• _Text shown_:
Torque is worthless without speed/rpm... i can apply 100lb-ft to my lug nuts, but doesnt mean i can accelerate a car down the track like an engine with 100lb-ft @ 8,000 rpm

I guess i'll have to write out the math you. since im the "ONLY ONE" having an issue. I thought this was engineering 101. You can muliply and divide torque but you cant multiply and divide power. Peak power is the point where the torque can be multiplied the most.

For example.. My engine has 350lb-ft of torque at 3000rpm and 350hp at 7000rpm (aka 262.6lb-ft) . Now we agree that the output shaft of the transmission is directly related to vehicle speed (this is where the VSS is, so i hope we agree). so i will calculate the maximum torque achievable at both peak power rpm and peak torque rpm for 2 transmission output shaft speeds.


Output shaft speed: 3000 rpm (lets just call this 40mph)
Peak torque calc
Torque Input: 350lb-ft @ 3000rpm
Gear Ratio Required: 1:1
Torque Output: 350lb-ft @3000 rpm

Peak Power calc
Torque Input: 262.6 lb-ft @7000 rpm
Gear Ratio Required: 2.3333:1
Torque Output: 612.73 lb-ft @ 3000rpm


Output shaft speed: 5000rpm
Peak torque calc
Torque Input: 350lb-ft @ 3000rpm
Gear Ratio Required: 0.6:1
Torque Output: 210 lb-ft @ 5000rpm


Peak Power Calc
Torque Input: 262.6 lb-ft @ 7000 rpm
Gear Ratio Required: 1.4:1
Torque Output: 367.64 lb-ft @ 5000 rpm


So my statement, is that for any given Vechicle speed, to maximize acceleration, you would want the engine to be at peak power and have a higher (numerical) gear ratio rather than have the engine be at peak torque with a lower (numerical) gear ratio. The problem with your calculations is that you were not factoring in vehcile speed, just merely looking for Force. I agree a higher force at the contact patch will accelerate the vechile faster which is why i'd run my engine at peak power with as much gear ratio "aka mechanical advantage" as possible.

• _Exercise requirements_: Reproduce word for word the stretch of the torque post that begins with "I guess i'll" and ends with "output shaft speeds.". Work from the torque post alone.

• _Stored rows_:
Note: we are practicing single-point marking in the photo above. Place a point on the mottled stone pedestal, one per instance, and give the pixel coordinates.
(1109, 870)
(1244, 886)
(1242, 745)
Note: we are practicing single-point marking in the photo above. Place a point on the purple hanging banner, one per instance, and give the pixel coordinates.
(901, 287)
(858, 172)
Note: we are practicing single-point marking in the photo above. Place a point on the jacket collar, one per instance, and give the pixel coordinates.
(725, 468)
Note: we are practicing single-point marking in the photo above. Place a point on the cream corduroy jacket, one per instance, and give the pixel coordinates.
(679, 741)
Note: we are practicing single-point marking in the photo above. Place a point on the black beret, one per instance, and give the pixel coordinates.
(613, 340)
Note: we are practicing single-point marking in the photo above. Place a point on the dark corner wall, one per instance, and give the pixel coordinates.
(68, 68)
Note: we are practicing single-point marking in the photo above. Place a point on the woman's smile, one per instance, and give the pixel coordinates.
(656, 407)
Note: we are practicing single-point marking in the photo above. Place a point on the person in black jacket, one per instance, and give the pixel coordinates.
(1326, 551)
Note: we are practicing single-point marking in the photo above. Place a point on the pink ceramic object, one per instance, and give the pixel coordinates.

• _Problem solution_:
I guess i'll have to write out the math you. since im the "ONLY ONE" having an issue. I thought this was engineering 101. You can muliply and divide torque but you cant multiply and divide power. Peak power is the point where the torque can be multiplied the most.

For example.. My engine has 350lb-ft of torque at 3000rpm and 350hp at 7000rpm (aka 262.6lb-ft) . Now we agree that the output shaft of the transmission is directly related to vehicle speed (this is where the VSS is, so i hope we agree). so i will calculate the maximum torque achievable at both peak power rpm and peak torque rpm for 2 transmission output shaft speeds.